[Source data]

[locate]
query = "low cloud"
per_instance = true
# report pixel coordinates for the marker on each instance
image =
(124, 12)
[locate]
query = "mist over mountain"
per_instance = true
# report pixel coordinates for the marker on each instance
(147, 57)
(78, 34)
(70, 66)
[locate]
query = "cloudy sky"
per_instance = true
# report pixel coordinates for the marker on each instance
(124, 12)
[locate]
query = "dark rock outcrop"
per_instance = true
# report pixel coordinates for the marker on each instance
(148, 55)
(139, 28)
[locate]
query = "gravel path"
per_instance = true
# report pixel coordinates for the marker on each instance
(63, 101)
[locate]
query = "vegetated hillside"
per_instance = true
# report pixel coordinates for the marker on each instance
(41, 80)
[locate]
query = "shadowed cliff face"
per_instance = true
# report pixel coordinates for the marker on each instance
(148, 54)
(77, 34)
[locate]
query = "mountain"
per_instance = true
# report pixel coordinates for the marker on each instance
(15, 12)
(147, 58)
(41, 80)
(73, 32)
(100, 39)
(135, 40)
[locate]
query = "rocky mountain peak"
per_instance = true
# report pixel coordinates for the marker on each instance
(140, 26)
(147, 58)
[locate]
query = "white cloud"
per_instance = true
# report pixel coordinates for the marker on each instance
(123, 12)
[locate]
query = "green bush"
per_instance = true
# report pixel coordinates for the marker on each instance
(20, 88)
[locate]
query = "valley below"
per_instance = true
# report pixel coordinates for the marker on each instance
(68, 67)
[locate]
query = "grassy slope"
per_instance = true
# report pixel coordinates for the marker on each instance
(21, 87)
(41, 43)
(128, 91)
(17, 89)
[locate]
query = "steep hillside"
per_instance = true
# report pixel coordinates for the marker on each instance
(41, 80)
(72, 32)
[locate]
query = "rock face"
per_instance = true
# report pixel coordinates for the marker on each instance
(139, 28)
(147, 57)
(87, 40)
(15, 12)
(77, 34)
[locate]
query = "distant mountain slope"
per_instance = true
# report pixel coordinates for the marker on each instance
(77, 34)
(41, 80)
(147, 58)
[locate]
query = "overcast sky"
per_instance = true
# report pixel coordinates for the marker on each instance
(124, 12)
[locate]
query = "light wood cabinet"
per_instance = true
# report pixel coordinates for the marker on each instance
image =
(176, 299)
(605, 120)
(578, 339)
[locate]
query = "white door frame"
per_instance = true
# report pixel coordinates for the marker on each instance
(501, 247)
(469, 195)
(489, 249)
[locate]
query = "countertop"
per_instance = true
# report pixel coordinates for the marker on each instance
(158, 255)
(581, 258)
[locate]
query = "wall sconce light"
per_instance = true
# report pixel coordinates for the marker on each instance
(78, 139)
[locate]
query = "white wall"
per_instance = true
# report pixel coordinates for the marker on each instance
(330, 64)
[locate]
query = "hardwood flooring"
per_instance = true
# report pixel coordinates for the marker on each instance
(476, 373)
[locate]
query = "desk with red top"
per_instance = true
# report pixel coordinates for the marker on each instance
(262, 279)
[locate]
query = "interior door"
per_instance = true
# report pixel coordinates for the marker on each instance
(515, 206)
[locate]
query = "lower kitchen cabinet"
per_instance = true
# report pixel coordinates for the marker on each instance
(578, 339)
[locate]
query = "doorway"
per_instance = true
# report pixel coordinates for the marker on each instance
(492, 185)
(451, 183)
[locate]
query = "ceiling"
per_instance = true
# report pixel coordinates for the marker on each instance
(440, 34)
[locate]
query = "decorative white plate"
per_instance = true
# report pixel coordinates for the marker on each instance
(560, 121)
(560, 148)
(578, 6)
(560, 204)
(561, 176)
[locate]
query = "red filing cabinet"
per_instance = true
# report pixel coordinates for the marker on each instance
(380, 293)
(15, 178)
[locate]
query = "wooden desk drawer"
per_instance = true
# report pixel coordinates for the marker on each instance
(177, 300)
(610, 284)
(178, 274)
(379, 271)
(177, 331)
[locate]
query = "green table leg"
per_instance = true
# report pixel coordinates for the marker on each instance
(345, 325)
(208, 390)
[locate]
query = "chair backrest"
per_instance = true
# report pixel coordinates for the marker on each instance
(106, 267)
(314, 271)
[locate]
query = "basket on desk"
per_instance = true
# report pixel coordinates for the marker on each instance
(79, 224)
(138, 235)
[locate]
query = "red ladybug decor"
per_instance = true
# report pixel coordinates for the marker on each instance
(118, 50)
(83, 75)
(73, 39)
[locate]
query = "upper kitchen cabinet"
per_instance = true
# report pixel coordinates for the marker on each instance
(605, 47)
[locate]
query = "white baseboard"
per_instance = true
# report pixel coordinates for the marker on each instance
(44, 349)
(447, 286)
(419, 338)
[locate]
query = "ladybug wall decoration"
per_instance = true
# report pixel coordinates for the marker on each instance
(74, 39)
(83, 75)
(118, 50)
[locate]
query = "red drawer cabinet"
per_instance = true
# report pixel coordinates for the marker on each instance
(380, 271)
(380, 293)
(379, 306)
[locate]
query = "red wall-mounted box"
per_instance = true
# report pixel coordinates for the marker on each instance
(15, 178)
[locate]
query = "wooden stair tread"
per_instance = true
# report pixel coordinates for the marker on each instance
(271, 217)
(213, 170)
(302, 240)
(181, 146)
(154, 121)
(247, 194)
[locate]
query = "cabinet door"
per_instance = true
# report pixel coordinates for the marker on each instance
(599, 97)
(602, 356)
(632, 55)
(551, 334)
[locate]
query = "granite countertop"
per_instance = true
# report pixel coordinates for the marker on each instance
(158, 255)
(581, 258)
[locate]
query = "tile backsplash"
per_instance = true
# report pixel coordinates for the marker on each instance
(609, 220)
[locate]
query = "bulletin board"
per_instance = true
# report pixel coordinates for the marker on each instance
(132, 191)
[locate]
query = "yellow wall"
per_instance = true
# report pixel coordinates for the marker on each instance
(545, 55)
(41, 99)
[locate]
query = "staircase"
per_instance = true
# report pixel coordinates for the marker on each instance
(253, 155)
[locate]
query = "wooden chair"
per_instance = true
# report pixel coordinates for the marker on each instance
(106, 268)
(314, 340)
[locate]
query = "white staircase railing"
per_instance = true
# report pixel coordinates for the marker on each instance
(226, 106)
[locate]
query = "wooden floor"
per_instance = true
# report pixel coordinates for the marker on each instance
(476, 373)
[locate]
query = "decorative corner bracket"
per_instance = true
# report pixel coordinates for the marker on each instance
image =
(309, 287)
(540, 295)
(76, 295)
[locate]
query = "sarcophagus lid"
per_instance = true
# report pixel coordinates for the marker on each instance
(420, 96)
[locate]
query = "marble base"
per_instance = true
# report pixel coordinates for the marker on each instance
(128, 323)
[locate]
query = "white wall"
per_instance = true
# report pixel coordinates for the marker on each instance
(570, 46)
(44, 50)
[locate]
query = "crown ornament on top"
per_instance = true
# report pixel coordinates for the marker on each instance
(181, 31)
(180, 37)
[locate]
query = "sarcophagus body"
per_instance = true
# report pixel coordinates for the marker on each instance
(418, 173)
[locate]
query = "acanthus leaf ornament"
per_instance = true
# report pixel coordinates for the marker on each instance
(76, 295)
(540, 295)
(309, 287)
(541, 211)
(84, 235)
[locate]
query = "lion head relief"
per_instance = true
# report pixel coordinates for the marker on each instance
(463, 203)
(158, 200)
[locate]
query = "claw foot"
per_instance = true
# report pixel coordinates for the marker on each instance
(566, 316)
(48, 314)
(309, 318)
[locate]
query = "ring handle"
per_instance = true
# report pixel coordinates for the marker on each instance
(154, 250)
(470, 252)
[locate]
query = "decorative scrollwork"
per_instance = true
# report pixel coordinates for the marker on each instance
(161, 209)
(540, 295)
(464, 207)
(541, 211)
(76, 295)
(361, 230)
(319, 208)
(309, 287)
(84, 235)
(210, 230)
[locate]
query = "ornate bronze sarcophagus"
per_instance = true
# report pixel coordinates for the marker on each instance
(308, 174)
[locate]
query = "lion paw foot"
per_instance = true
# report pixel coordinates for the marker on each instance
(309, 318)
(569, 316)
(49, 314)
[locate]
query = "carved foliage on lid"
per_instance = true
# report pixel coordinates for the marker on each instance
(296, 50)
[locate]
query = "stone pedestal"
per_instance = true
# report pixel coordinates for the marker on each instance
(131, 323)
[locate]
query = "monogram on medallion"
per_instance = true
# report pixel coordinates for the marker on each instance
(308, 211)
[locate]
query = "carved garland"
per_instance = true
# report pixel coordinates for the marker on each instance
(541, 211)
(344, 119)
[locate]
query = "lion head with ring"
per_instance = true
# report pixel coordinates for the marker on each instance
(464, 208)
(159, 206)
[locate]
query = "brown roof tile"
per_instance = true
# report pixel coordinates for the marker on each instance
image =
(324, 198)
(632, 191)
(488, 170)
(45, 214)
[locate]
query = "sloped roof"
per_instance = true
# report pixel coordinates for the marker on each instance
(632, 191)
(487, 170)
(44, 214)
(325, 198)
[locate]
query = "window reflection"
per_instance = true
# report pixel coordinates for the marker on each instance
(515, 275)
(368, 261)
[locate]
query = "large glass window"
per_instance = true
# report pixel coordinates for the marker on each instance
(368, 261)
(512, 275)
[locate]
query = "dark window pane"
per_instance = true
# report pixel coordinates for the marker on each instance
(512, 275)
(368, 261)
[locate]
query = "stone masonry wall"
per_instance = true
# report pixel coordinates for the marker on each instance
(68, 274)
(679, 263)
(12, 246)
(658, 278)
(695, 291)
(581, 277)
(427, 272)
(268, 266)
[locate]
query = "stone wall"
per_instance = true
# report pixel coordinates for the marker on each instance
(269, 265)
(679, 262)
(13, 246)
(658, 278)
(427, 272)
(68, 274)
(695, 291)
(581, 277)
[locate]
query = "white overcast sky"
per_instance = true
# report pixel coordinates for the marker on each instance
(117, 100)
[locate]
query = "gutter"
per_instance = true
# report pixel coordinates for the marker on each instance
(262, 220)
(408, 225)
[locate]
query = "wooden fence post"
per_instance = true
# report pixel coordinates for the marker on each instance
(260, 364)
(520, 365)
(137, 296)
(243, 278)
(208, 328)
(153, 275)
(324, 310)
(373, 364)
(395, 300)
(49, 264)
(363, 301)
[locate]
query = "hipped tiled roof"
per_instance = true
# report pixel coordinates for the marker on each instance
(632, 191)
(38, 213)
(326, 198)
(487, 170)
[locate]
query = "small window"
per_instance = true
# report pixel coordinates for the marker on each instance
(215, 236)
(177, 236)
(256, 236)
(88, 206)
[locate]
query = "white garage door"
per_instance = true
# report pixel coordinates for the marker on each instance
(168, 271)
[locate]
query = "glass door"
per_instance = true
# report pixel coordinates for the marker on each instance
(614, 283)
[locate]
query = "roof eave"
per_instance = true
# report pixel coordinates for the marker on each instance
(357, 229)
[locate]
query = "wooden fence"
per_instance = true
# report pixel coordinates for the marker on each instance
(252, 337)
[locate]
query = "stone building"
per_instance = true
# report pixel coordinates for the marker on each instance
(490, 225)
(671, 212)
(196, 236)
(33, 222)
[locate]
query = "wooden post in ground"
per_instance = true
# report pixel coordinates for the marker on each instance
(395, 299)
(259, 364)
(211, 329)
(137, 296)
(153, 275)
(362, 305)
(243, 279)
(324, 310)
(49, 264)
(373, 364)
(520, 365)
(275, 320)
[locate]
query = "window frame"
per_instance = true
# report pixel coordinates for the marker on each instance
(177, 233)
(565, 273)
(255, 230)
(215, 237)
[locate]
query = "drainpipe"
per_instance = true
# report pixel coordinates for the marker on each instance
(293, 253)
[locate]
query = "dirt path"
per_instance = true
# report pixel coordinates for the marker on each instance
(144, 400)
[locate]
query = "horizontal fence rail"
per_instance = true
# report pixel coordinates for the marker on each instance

Task to complete
Count the lines in the entries above that contain the word "stone" and give only the number.

Answer below
4